* Source extract *
◇ ◇ ◇

Man, so many readers were upset about poor Sai and I felt a little bad, considering that this is a habit now. In three different stories he has nearly died: Pompeii, this one, and Obelisk. I'm sorry that this is a habit of mine. I'll do my best to break it and hopefully spare you all the sorrow.  
Though I would like to say that I never actually killed Sai. He's always survived in the end (spoiler?). I'm a sucker for the happy endings in stories and I know it's not as edgy and mature, but I'm here to feel good and to entertain more than anything else, so I'm going to give my characters fucking happy endings if I want. Real life is hard enough and fanfiction has always been a place I could come to and unwind and destress.  
That's my MO by now. Badass Sakura. Reverse harems. Happy Endings. AU's. ? I don't know what else, but that all sounds like me.

I'm considering writing a 'season two' part to this story if I get the traction in writing for it. I mean, this was written as a huge oneshot, broken up, expanded upon, and released in chapters and I think it went well. Better than expected. I'll put this away for a while and see if I can come up with a plot for the second part and maybe... I don't know...find the time to make something again. I've been so slow and lazy since coming off of break and I think I've written only a coupe new chapters for things this January. Ugh, there aren't enough hours in the day for all the things I want to do. :(

Why yes, I did in fact get the idea for this lovely fic from the video game/anime franchise _Touken Ranbu_ and _Katsugeki/Touken Ranbu_. No, I have not played the game. I just admire it fondly from afar and let my brain fill in the gaps and holes of lore that isn't explained. In the game you play as a character-a sage- who brings to life different historic swords to fight for you and protect history and it's so pretty and easy and fun to get interested in, but I wanted to explore the dynamic between a sword made man and the maker or master. And you know me, I love Sakura reverse harem style fics. Plus, the Kiri nin and all the swordsmen of the mist were just too perfect to pass up the opportunity to.

◇ ◇ ◇

* What is required *
Please retype the author's note from "Why yes, I did" to "the opportunity to.", keeping every word and mark the same. Rely on nothing but the author's note above.

◇ ◇ ◇

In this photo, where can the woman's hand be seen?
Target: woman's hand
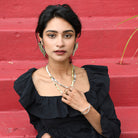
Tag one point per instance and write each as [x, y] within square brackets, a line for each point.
[46, 135]
[75, 99]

◇ ◇ ◇

* Task solution *
Why yes, I did in fact get the idea for this lovely fic from the video game/anime franchise _Touken Ranbu_ and _Katsugeki/Touken Ranbu_. No, I have not played the game. I just admire it fondly from afar and let my brain fill in the gaps and holes of lore that isn't explained. In the game you play as a character-a sage- who brings to life different historic swords to fight for you and protect history and it's so pretty and easy and fun to get interested in, but I wanted to explore the dynamic between a sword made man and the maker or master. And you know me, I love Sakura reverse harem style fics. Plus, the Kiri nin and all the swordsmen of the mist were just too perfect to pass up the opportunity to.